→ **Provided material**
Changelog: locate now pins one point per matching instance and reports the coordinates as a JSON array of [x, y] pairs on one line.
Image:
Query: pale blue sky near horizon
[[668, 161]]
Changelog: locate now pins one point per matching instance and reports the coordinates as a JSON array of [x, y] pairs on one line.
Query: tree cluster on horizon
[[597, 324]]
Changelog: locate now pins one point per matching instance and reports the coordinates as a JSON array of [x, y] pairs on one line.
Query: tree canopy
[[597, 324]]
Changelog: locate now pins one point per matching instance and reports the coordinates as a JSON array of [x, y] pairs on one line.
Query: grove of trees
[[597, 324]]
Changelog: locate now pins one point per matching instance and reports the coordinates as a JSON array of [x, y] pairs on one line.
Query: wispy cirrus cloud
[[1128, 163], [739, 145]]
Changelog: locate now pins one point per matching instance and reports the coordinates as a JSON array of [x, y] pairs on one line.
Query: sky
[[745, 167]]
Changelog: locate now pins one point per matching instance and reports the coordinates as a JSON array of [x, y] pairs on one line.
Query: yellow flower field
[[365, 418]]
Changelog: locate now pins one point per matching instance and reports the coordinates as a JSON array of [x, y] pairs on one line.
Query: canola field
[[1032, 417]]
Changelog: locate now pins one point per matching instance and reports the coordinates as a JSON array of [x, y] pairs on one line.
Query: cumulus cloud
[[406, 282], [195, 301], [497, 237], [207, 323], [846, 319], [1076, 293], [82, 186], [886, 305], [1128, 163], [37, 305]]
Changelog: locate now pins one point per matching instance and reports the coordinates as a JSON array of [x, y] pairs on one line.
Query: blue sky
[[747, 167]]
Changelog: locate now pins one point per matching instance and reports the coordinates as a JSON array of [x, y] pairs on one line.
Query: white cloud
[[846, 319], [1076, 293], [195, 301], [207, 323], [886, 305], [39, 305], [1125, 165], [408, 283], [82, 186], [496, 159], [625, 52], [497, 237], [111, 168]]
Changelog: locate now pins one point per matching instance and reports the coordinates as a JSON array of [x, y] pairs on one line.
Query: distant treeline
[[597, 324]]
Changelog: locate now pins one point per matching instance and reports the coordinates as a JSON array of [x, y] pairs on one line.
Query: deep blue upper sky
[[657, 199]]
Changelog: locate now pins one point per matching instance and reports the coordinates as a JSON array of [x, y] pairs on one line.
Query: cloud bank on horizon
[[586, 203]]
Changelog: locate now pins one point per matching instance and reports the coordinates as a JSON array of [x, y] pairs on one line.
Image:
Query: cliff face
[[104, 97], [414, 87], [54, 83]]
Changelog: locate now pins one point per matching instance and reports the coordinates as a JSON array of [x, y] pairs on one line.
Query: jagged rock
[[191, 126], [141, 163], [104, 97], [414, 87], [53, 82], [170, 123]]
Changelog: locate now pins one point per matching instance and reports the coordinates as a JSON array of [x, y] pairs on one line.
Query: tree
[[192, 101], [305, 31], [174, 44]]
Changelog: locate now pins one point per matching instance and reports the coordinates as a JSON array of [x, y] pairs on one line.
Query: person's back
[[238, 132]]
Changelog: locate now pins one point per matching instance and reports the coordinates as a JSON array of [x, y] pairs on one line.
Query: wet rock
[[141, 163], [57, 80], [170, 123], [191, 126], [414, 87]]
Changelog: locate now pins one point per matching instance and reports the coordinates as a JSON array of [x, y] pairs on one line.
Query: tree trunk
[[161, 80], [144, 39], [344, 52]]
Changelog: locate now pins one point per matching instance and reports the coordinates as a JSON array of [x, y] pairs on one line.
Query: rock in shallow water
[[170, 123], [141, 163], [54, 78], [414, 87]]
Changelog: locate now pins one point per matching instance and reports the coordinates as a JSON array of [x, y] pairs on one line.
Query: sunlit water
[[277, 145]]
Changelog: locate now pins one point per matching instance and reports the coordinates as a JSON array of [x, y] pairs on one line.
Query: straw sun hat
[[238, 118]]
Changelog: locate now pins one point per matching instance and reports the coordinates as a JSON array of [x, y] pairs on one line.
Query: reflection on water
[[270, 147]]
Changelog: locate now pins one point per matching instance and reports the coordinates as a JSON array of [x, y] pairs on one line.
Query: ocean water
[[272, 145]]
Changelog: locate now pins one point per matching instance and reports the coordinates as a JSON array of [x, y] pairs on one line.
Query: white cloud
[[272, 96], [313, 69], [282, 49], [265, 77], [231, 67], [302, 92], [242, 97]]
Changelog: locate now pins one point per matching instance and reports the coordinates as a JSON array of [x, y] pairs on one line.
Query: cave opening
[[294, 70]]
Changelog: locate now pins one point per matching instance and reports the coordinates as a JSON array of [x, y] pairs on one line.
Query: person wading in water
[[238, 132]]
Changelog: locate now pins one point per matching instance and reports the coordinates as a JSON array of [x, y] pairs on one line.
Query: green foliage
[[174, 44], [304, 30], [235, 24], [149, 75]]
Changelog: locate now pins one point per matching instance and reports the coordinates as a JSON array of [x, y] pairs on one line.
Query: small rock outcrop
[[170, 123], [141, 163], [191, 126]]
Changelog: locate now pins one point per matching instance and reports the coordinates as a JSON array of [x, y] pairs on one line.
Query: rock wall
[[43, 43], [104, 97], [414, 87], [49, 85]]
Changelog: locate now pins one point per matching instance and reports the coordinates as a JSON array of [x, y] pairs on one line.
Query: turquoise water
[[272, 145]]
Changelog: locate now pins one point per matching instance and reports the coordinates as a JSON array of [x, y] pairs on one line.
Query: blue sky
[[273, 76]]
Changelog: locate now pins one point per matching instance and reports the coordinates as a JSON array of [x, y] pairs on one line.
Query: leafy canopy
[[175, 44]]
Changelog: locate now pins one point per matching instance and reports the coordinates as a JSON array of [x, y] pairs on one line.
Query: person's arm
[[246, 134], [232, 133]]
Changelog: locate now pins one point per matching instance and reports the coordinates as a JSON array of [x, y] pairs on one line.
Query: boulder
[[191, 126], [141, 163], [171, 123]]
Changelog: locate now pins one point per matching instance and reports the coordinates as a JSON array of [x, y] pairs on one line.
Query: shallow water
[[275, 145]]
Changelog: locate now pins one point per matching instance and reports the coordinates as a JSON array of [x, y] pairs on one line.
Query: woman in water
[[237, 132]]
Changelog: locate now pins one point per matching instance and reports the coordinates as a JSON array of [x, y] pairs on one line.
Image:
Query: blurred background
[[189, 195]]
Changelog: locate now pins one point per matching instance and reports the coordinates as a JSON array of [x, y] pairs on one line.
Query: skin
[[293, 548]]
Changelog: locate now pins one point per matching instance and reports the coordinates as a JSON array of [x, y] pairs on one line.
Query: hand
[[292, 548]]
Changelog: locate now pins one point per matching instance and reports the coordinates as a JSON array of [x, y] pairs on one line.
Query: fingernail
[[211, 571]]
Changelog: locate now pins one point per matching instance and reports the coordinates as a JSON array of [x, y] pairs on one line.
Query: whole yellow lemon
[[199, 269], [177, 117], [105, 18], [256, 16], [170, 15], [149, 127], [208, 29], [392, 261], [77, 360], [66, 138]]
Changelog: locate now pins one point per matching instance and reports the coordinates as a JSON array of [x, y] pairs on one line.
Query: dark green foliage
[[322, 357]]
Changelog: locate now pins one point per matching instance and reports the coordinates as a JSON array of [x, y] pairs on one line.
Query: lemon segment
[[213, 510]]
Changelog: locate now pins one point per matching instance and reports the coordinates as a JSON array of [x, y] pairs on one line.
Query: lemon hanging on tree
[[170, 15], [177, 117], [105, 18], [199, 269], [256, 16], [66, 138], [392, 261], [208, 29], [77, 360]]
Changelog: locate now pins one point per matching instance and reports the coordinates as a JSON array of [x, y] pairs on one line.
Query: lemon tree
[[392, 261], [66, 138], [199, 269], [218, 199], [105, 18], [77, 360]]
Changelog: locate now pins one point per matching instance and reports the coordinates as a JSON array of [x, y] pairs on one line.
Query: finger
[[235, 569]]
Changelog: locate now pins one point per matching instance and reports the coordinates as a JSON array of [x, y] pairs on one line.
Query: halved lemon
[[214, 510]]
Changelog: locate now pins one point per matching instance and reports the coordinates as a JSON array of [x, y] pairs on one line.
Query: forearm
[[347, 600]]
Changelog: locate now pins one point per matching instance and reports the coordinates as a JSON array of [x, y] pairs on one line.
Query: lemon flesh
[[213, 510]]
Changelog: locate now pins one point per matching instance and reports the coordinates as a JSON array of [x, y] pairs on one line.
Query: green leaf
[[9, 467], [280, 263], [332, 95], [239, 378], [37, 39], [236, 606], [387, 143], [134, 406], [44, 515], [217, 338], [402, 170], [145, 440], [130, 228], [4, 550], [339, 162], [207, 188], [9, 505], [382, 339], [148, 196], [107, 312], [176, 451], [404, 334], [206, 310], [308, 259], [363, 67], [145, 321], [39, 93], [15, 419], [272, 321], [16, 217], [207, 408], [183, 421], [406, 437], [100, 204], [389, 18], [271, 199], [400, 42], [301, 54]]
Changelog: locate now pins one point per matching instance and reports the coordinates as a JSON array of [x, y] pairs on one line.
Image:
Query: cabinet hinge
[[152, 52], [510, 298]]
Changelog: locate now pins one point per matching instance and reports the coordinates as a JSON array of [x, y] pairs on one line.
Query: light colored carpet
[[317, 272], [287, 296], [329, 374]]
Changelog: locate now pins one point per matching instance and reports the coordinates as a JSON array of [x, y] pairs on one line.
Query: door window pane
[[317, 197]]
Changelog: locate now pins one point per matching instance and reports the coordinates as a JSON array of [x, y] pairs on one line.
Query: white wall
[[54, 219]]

→ **Aim of the exercise**
Rewrite the stretch from the start of these lines through the line containing "[[668, 161]]", changing "pale blue sky" to "light blue sky" and leaving everything else as it is. Return only that stretch.

→ **Expected answer**
Changelog: locate now pins one point per matching instance and reports the coordinates as a JSON array of [x, y] pairs on one line.
Image:
Query: light blue sky near horizon
[[668, 161]]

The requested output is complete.